§ **Given entries**
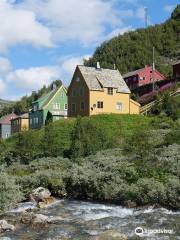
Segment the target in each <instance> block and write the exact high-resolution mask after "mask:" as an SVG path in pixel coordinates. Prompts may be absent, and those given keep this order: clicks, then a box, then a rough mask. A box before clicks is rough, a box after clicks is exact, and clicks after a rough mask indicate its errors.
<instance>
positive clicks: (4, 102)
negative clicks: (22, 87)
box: [0, 99, 14, 112]
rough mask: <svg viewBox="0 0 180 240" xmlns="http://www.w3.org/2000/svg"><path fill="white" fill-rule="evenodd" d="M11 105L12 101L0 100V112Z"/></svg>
mask: <svg viewBox="0 0 180 240" xmlns="http://www.w3.org/2000/svg"><path fill="white" fill-rule="evenodd" d="M13 103H14V102H12V101H8V100H3V99H0V112H1V111H2V109H3V108H4V107H8V106H10V105H12V104H13Z"/></svg>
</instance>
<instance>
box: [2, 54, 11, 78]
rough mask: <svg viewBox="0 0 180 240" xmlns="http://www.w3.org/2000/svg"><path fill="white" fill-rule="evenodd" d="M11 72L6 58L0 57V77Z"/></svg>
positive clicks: (6, 58) (10, 67)
mask: <svg viewBox="0 0 180 240" xmlns="http://www.w3.org/2000/svg"><path fill="white" fill-rule="evenodd" d="M10 70H11V63H10V61H9V60H8V59H7V58H4V57H0V75H3V74H6V73H7V72H9V71H10Z"/></svg>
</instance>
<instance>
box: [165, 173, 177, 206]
mask: <svg viewBox="0 0 180 240" xmlns="http://www.w3.org/2000/svg"><path fill="white" fill-rule="evenodd" d="M166 196H167V202H166V205H167V206H170V207H172V208H175V209H180V180H179V178H176V177H173V176H171V177H169V179H168V181H167V183H166Z"/></svg>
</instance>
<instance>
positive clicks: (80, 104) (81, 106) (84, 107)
mask: <svg viewBox="0 0 180 240" xmlns="http://www.w3.org/2000/svg"><path fill="white" fill-rule="evenodd" d="M82 103H83V104H84V108H82V105H81V104H82ZM80 110H81V111H84V110H85V103H84V102H80Z"/></svg>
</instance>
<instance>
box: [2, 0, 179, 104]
mask: <svg viewBox="0 0 180 240" xmlns="http://www.w3.org/2000/svg"><path fill="white" fill-rule="evenodd" d="M178 3H179V1H178V0H159V1H157V0H0V98H5V99H14V100H17V99H19V98H20V97H22V96H23V95H26V94H30V93H31V91H32V90H38V89H39V88H41V87H42V86H43V85H48V84H50V83H51V81H53V80H55V79H61V80H62V81H63V82H64V85H65V86H68V84H69V82H70V80H71V77H72V74H73V71H74V69H75V66H76V65H77V64H82V61H83V58H88V57H89V56H91V55H92V54H93V52H94V50H95V49H96V47H97V46H99V45H100V44H101V43H102V42H103V41H105V40H108V39H110V38H111V37H113V36H116V35H118V34H123V33H124V32H126V31H131V30H134V29H136V28H142V27H144V26H145V20H144V18H145V17H144V8H145V7H147V8H148V22H149V24H150V25H154V24H157V23H162V22H164V21H165V20H166V19H168V18H169V17H170V14H171V12H172V11H173V9H174V8H175V7H176V5H177V4H178Z"/></svg>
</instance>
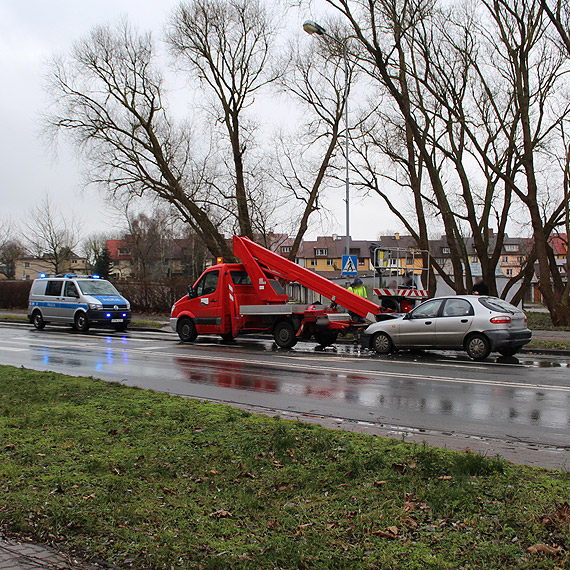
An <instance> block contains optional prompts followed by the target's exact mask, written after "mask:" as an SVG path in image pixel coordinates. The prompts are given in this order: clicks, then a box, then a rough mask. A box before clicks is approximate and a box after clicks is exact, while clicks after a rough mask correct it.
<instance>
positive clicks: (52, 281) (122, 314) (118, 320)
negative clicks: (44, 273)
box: [28, 275, 131, 332]
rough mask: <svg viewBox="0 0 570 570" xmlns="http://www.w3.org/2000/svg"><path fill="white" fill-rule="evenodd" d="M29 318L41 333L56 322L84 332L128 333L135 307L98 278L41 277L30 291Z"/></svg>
mask: <svg viewBox="0 0 570 570" xmlns="http://www.w3.org/2000/svg"><path fill="white" fill-rule="evenodd" d="M28 319H29V320H30V323H32V324H33V325H34V327H36V329H38V330H41V329H43V328H44V327H45V326H46V324H48V323H53V324H69V325H72V326H73V327H74V328H75V329H76V330H78V331H81V332H87V331H88V330H89V327H91V326H93V327H101V328H114V329H115V330H116V331H124V330H126V328H127V326H128V324H129V323H130V322H131V305H130V303H129V302H128V301H127V300H126V299H125V298H124V297H122V296H121V294H120V293H119V292H118V291H117V290H116V289H115V287H114V286H113V285H112V284H111V283H109V281H106V280H104V279H100V278H99V277H98V276H97V275H91V276H79V275H64V276H57V277H47V276H45V275H40V278H39V279H35V280H34V282H33V283H32V288H31V290H30V298H29V303H28Z"/></svg>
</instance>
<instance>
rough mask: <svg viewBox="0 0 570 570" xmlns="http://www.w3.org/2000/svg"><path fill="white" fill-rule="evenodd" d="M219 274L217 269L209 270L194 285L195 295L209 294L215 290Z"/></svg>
mask: <svg viewBox="0 0 570 570" xmlns="http://www.w3.org/2000/svg"><path fill="white" fill-rule="evenodd" d="M219 276H220V272H219V271H210V272H209V273H206V275H204V277H202V279H200V281H198V283H197V285H196V289H195V291H196V297H202V296H203V295H211V294H212V293H215V292H216V289H217V287H218V277H219Z"/></svg>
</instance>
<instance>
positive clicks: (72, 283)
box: [63, 281, 79, 298]
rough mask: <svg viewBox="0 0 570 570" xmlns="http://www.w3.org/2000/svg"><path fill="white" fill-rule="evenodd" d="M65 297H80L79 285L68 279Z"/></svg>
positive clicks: (64, 289)
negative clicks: (68, 280)
mask: <svg viewBox="0 0 570 570" xmlns="http://www.w3.org/2000/svg"><path fill="white" fill-rule="evenodd" d="M63 296H64V297H76V298H77V297H79V293H78V292H77V287H76V286H75V283H73V282H72V281H67V282H66V284H65V289H64V293H63Z"/></svg>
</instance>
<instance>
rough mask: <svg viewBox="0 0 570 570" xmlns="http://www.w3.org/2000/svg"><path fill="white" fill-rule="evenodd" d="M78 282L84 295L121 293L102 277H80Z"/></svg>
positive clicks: (81, 290) (118, 293)
mask: <svg viewBox="0 0 570 570" xmlns="http://www.w3.org/2000/svg"><path fill="white" fill-rule="evenodd" d="M77 284H78V285H79V288H80V289H81V292H82V293H83V294H84V295H120V293H119V292H118V291H117V290H116V289H115V288H114V287H113V285H111V283H109V282H108V281H103V280H100V279H78V280H77Z"/></svg>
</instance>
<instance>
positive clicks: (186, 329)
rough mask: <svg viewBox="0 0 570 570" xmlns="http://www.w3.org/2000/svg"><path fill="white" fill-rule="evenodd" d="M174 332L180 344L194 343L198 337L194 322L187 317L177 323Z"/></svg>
mask: <svg viewBox="0 0 570 570" xmlns="http://www.w3.org/2000/svg"><path fill="white" fill-rule="evenodd" d="M176 332H177V333H178V336H179V337H180V340H181V341H182V342H194V341H195V340H196V337H197V336H198V331H197V330H196V326H195V325H194V322H193V321H192V319H190V318H188V317H184V318H182V319H180V320H179V321H178V324H177V325H176Z"/></svg>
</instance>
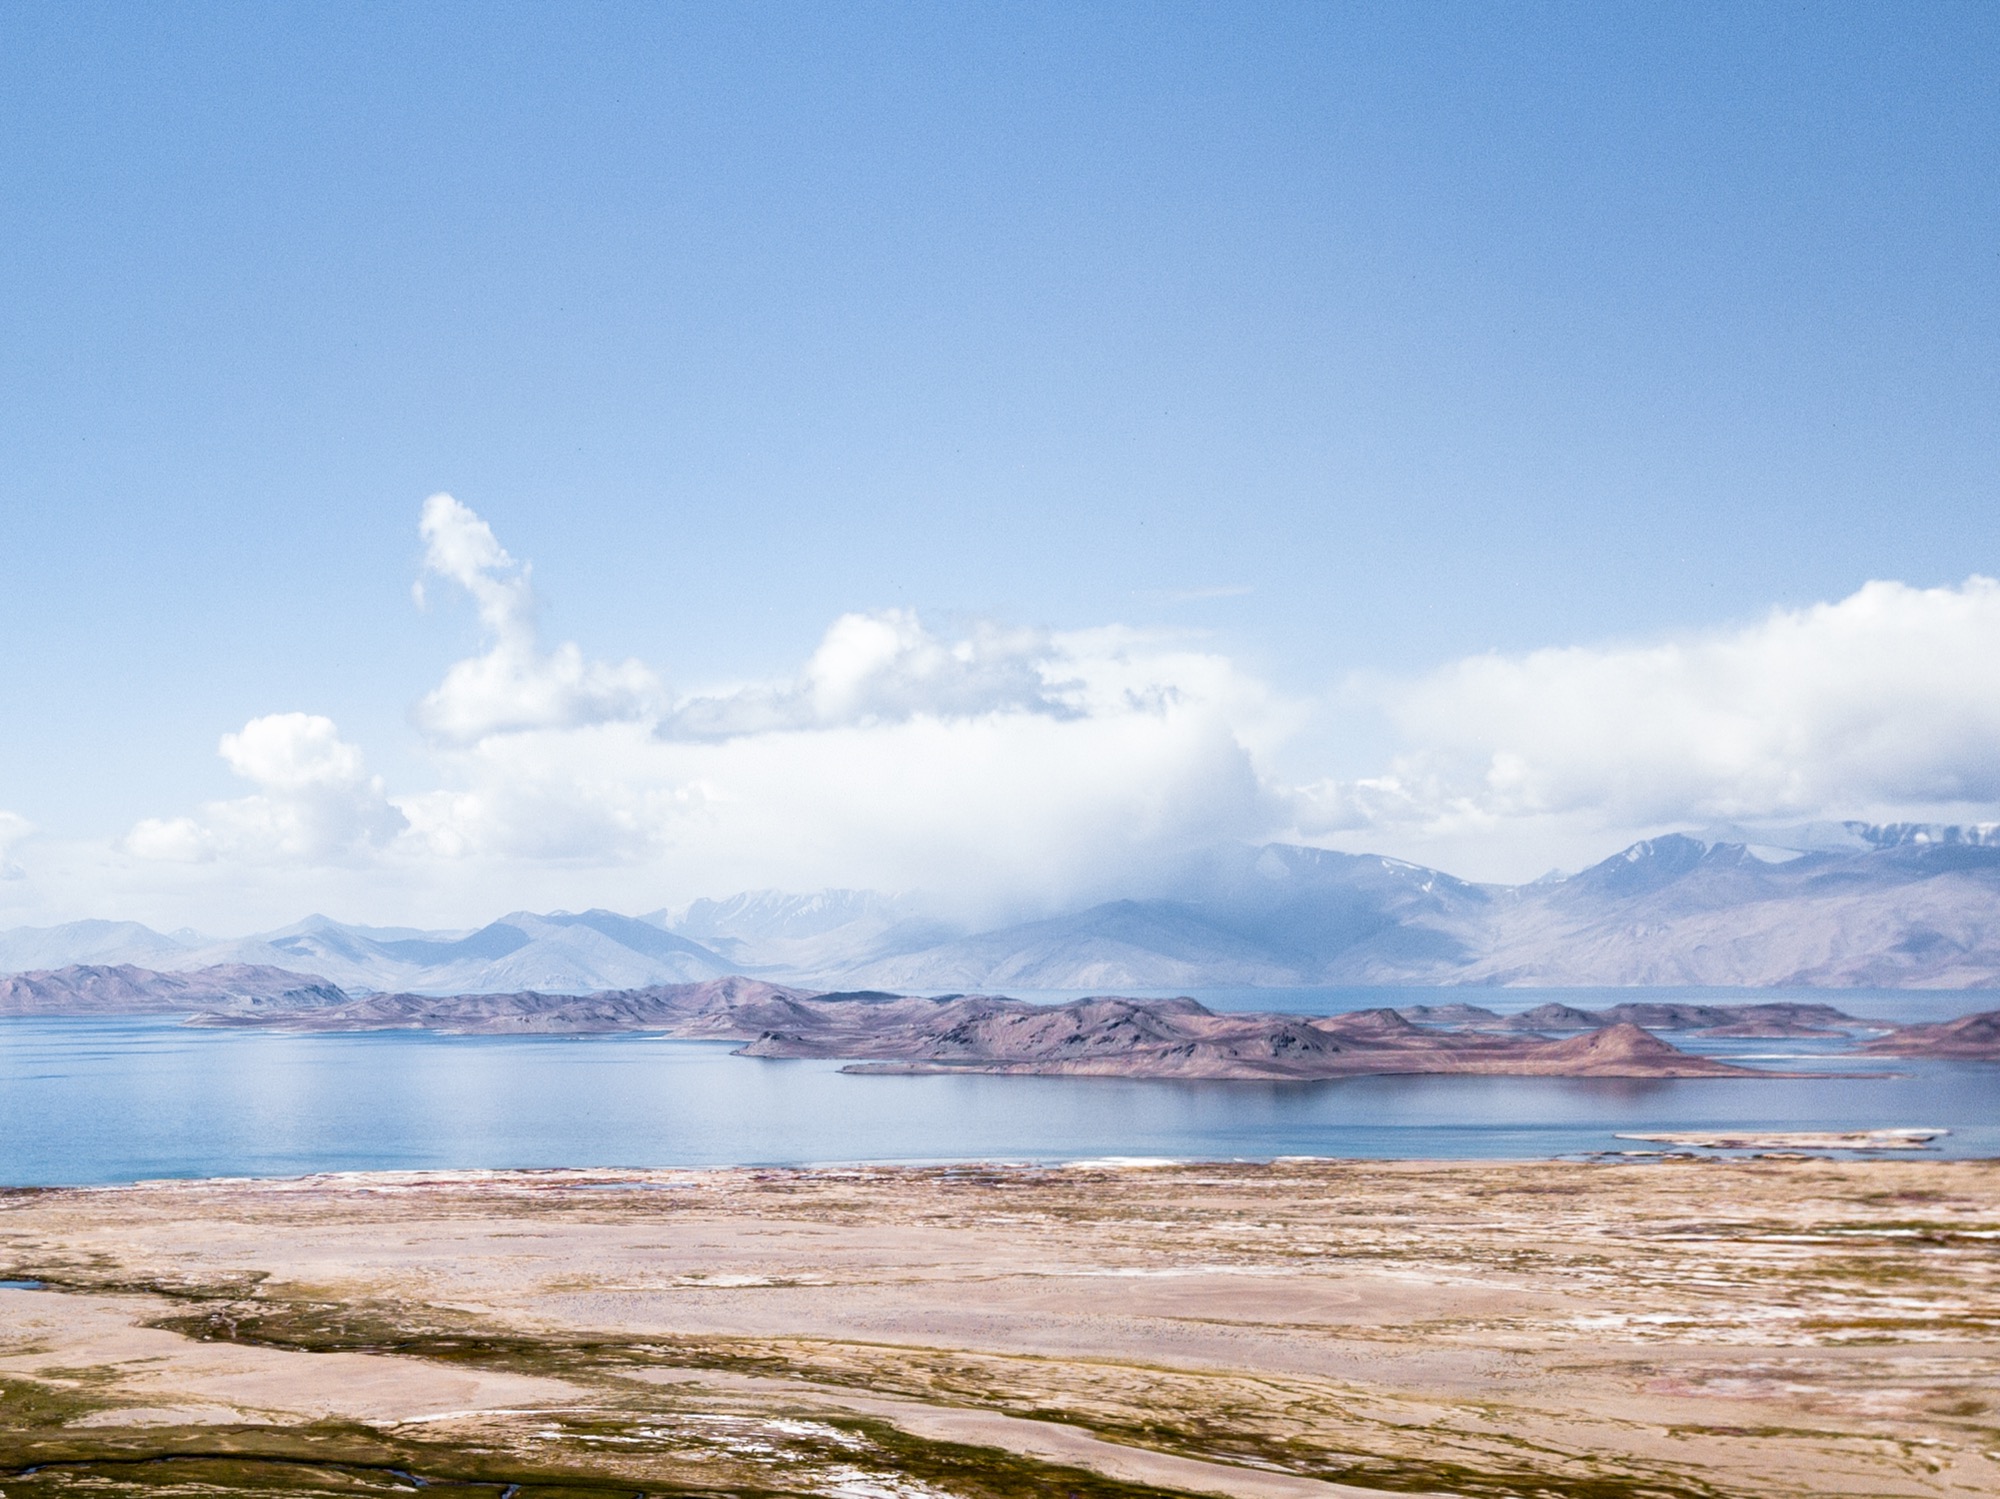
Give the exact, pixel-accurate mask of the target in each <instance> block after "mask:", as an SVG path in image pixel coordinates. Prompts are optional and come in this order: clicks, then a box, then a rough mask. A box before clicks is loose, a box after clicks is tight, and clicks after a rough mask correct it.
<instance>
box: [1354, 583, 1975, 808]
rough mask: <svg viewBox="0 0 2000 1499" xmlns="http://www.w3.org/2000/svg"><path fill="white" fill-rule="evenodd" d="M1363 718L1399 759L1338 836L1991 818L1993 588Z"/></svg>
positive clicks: (1410, 703)
mask: <svg viewBox="0 0 2000 1499" xmlns="http://www.w3.org/2000/svg"><path fill="white" fill-rule="evenodd" d="M1382 704H1384V708H1386V712H1388V714H1390V718H1392V720H1394V724H1396V726H1398V730H1400V732H1402V736H1404V740H1406V742H1408V744H1410V750H1406V751H1404V753H1402V755H1398V757H1396V761H1394V765H1392V767H1390V769H1388V771H1386V773H1382V775H1378V777H1370V779H1364V781H1356V783H1354V785H1348V787H1318V809H1320V815H1322V817H1324V819H1328V821H1346V823H1348V825H1358V827H1374V825H1418V827H1422V825H1430V827H1432V829H1440V831H1442V829H1450V827H1472V825H1482V827H1496V829H1504V827H1508V825H1518V823H1530V821H1536V819H1548V817H1588V819H1594V821H1598V823H1602V825H1606V827H1652V825H1666V823H1688V821H1696V823H1698V821H1718V819H1744V817H1750V819H1756V817H1798V815H1808V817H1814V815H1856V813H1870V811H1906V813H1922V811H1924V809H1960V807H1990V805H1994V803H1996V801H2000V753H1996V751H2000V584H1996V582H1994V580H1990V578H1970V580H1968V582H1966V584H1964V586H1960V588H1928V590H1920V588H1908V586H1904V584H1894V582H1872V584H1866V586H1864V588H1860V590H1858V592H1854V594H1852V596H1848V598H1844V600H1840V602H1836V604H1816V606H1812V608H1804V610H1774V612H1772V614H1768V616H1766V618H1764V620H1758V622H1754V624H1750V626H1744V628H1736V630H1718V632H1706V634H1696V636H1688V638H1682V640H1668V642H1656V644H1642V646H1610V648H1576V646H1572V648H1560V650H1538V652H1530V654H1524V656H1498V654H1494V656H1474V658H1468V660H1462V662H1454V664H1450V666H1446V668H1442V670H1438V672H1432V674H1430V676H1424V678H1420V680H1416V682H1406V684H1394V686H1388V688H1386V690H1384V692H1382Z"/></svg>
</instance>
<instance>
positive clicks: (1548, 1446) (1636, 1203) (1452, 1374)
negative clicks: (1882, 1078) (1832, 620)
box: [0, 1157, 2000, 1499]
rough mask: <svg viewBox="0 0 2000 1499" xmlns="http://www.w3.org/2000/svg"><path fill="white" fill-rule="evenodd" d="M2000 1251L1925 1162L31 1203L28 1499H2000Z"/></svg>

§ **Assignment**
From the records above, quote word for word only the lines beginning at the line that has "box: [2, 0, 179, 104]" and stopping after the line that has "box: [28, 275, 131, 332]". Omit the pictures.

§ **Result below**
box: [2, 0, 179, 104]
mask: <svg viewBox="0 0 180 240" xmlns="http://www.w3.org/2000/svg"><path fill="white" fill-rule="evenodd" d="M178 3H179V1H178V0H159V1H157V0H0V98H5V99H14V100H17V99H19V98H20V97H22V96H23V95H26V94H30V93H31V91H32V90H38V89H39V88H41V87H42V86H43V85H48V84H50V83H51V81H53V80H55V79H61V80H62V81H63V82H64V85H65V86H68V84H69V82H70V80H71V77H72V74H73V71H74V69H75V66H76V65H77V64H82V61H83V58H88V57H89V56H91V55H92V54H93V52H94V50H95V49H96V47H97V46H99V45H100V44H101V43H102V42H103V41H105V40H108V39H110V38H111V37H113V36H116V35H118V34H123V33H124V32H126V31H131V30H134V29H136V28H142V27H144V26H145V20H144V18H145V17H144V8H145V7H147V8H148V22H149V24H150V25H154V24H157V23H162V22H164V21H165V20H166V19H168V18H169V17H170V14H171V12H172V11H173V9H174V8H175V7H176V5H177V4H178Z"/></svg>
</instance>
An <instance> block contains optional prompts followed by the target's exact mask, written after "mask:" as an SVG path in image pixel coordinates. The prompts are given in this order: clicks, then a box, then a rough mask. A box before clicks is approximate and a box after clicks is exact, while clicks after a rough mask correct it.
<instance>
positive clicks: (52, 281) (122, 314) (118, 320)
negative clicks: (44, 273)
box: [28, 275, 131, 332]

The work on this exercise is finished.